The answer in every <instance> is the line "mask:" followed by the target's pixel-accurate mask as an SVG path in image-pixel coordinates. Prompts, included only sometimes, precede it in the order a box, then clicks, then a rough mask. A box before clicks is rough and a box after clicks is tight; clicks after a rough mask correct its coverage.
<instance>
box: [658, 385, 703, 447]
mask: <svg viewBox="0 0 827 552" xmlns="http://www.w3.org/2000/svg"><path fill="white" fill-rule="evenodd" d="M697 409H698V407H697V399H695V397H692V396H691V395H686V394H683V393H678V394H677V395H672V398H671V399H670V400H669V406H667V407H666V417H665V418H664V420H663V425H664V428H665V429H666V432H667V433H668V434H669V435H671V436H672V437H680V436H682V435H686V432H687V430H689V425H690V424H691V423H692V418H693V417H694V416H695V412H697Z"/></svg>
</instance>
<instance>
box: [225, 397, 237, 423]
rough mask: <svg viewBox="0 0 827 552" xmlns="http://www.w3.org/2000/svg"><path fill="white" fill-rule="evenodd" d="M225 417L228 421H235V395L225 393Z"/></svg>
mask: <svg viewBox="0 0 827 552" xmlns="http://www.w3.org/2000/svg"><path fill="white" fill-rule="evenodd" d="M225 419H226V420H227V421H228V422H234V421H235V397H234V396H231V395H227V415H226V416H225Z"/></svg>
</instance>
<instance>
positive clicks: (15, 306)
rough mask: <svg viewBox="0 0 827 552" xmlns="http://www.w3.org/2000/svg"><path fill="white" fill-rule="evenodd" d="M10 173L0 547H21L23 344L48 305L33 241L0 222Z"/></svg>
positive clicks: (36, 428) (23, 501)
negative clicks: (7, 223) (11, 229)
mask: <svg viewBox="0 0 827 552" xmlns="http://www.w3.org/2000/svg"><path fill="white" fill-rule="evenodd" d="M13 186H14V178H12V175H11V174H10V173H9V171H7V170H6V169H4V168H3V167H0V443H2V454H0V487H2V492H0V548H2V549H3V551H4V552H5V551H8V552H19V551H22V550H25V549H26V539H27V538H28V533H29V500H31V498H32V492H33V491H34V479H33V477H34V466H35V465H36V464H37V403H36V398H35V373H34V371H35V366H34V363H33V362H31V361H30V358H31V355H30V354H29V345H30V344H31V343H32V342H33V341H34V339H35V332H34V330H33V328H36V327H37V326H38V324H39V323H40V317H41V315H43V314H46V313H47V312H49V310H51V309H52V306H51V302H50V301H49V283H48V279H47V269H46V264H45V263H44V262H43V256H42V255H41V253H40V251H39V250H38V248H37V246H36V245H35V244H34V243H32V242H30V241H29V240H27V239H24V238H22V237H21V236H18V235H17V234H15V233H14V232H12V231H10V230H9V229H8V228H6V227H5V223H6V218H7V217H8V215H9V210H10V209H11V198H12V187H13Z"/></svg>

GOAL OF THE EXERCISE:
Can you change every "rough mask" in the data above to "coarse mask" and give all the lines again with nothing else altered?

TASK RESULT:
The answer in every <instance> is the line "mask:" followed by the target's pixel-accurate mask as an SVG path in image-pixel coordinates. Prompts, included only sometimes, precede it in the order a box, then clicks, then a coarse mask. A box before clicks is rough and a box after clicks is tight; clicks after a coarse mask correct its coverage.
<instance>
box: [658, 385, 703, 447]
mask: <svg viewBox="0 0 827 552" xmlns="http://www.w3.org/2000/svg"><path fill="white" fill-rule="evenodd" d="M697 409H698V407H697V399H695V397H692V396H691V395H686V394H683V393H678V394H677V395H672V398H671V399H670V400H669V406H667V407H666V417H665V418H664V420H663V425H664V428H665V429H666V432H667V433H668V434H669V435H671V436H672V437H680V436H682V435H686V432H687V430H689V425H690V424H691V423H692V418H693V417H694V416H695V412H697Z"/></svg>
</instance>
<instance>
box: [225, 397, 237, 423]
coarse mask: <svg viewBox="0 0 827 552" xmlns="http://www.w3.org/2000/svg"><path fill="white" fill-rule="evenodd" d="M225 417L228 421H235V395L225 393Z"/></svg>
mask: <svg viewBox="0 0 827 552" xmlns="http://www.w3.org/2000/svg"><path fill="white" fill-rule="evenodd" d="M225 419H226V420H227V421H228V422H234V421H235V397H234V396H231V395H227V415H226V416H225Z"/></svg>
</instance>
<instance>
positive clicks: (15, 306)
coarse mask: <svg viewBox="0 0 827 552" xmlns="http://www.w3.org/2000/svg"><path fill="white" fill-rule="evenodd" d="M10 173L0 547H21L23 344L48 305L33 241L0 222Z"/></svg>
positive clicks: (36, 428) (23, 501)
negative clicks: (7, 223) (11, 229)
mask: <svg viewBox="0 0 827 552" xmlns="http://www.w3.org/2000/svg"><path fill="white" fill-rule="evenodd" d="M13 186H14V178H12V175H11V174H10V173H9V171H7V170H6V169H4V168H3V167H0V443H2V454H0V487H2V492H0V548H2V549H3V551H4V552H5V551H8V552H19V551H22V550H25V549H26V539H27V538H28V533H29V500H31V498H32V492H33V491H34V479H33V477H34V466H35V465H36V464H37V403H36V398H35V373H34V371H35V366H34V363H33V362H31V361H30V358H31V355H30V354H29V345H30V344H31V343H32V342H33V341H34V339H35V332H34V330H33V328H36V327H37V326H38V324H39V323H40V317H41V315H43V314H46V313H47V312H49V310H51V309H52V306H51V302H50V301H49V283H48V279H47V269H46V264H45V263H44V262H43V256H42V255H41V253H40V251H39V250H38V248H37V246H36V245H35V244H34V243H32V242H30V241H29V240H27V239H24V238H22V237H21V236H18V235H17V234H15V233H14V232H12V231H10V230H9V229H8V228H6V227H5V223H6V218H7V217H8V215H9V210H10V209H11V198H12V187H13Z"/></svg>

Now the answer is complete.